Consegna data: Stampa tutti i record che seguono, riga per riga e senza cambiare nulla.

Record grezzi
'''

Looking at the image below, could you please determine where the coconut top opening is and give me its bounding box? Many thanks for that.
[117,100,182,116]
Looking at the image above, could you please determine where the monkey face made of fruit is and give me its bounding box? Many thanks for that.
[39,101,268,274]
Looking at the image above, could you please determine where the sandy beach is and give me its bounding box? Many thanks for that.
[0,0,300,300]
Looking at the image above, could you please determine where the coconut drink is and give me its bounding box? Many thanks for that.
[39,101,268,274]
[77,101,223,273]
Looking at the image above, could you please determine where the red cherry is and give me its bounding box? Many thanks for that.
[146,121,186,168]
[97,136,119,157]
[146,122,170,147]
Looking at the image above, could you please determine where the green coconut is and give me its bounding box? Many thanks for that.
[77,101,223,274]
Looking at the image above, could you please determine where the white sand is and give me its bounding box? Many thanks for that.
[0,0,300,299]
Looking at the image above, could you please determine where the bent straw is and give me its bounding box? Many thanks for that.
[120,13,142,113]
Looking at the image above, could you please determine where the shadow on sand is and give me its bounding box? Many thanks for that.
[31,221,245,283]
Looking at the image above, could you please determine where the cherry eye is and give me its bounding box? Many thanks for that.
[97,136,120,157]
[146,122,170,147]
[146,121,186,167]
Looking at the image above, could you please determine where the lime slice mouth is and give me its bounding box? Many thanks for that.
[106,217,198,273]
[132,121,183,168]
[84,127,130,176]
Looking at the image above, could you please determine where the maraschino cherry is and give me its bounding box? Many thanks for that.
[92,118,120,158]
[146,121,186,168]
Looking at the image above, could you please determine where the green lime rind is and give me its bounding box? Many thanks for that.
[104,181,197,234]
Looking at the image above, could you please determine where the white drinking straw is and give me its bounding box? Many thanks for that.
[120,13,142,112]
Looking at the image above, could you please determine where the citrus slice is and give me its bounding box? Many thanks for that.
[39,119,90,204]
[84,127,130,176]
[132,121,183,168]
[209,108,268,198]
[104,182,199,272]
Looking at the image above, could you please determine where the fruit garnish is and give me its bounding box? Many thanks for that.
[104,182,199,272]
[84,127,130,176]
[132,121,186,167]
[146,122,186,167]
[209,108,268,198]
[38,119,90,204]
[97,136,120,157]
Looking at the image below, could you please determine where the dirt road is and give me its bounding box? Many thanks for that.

'''

Compito svolto:
Looking at the image below, could you please determine where the coconut top opening is and give me its bounding box? Many thanks for that.
[117,100,182,116]
Looking at the image above, could you please determine where the monkey face made of fruit is and give me its bounding box? Many thanks for that.
[39,101,268,274]
Looking at the image above, could you please determine where the sandy beach is and give me its bounding box? Many thanks for that.
[0,0,300,300]
Looking at the image above, could you please determine where the coconut drink is and give me its bounding box? Many thanks for that.
[39,101,268,274]
[77,101,223,273]
Looking at the image above, could you please determine where the red cherry is and give me its bounding box? Many thanks for that.
[146,121,186,168]
[97,136,119,157]
[146,122,170,147]
Looking at the image above, could you please determine where the green coconut is and give me its bounding box? Many thanks for that.
[77,101,223,274]
Looking at the image above, could you please determine where the white sand is and give me its bounding box? Many thanks for that.
[0,0,300,299]
Looking at the image above, could you please determine where the bent straw is and give me its bounding box? Many thanks for that.
[120,13,142,113]
Looking at the image above, could you please determine where the shadow on sand is and give me its bounding box? Many thanks for that.
[31,221,245,283]
Looking at the image above, could you please determine where the cherry eye is and give me its bounding box? Many thanks for that.
[97,136,120,157]
[146,122,170,147]
[146,121,186,167]
Looking at the image above, could you please determine where the lime slice mouth is and give me its bounding box? Many thanks for that.
[106,217,198,273]
[132,121,183,168]
[84,127,130,176]
Looking at the image above, could you please determine where the maraschino cherry is and give me its bounding box? Many thanks for that.
[92,118,120,158]
[146,121,186,168]
Looking at the image above, could you please determine where the green lime rind is and give me its bounding box? Many thanks for that.
[104,181,197,234]
Looking at the image above, could you please determine where the white drinking straw is and give me its bounding box? Many thanks for that.
[120,13,142,112]
Looking at the image above, could you please determine where the citrus slice is and give me its bounding box? Many thanks for that.
[39,119,90,204]
[84,127,130,176]
[132,121,183,168]
[209,108,268,198]
[104,182,199,272]
Looking at the image above, could you please determine where the fruit garnish is and give me its bounding box? Many thanks for that.
[104,182,199,272]
[84,127,130,176]
[132,121,186,167]
[146,122,186,167]
[209,108,268,198]
[38,119,90,204]
[97,136,120,157]
Looking at the image below, could you please determine where the dirt road is and give me its bounding box? Many thanks for that.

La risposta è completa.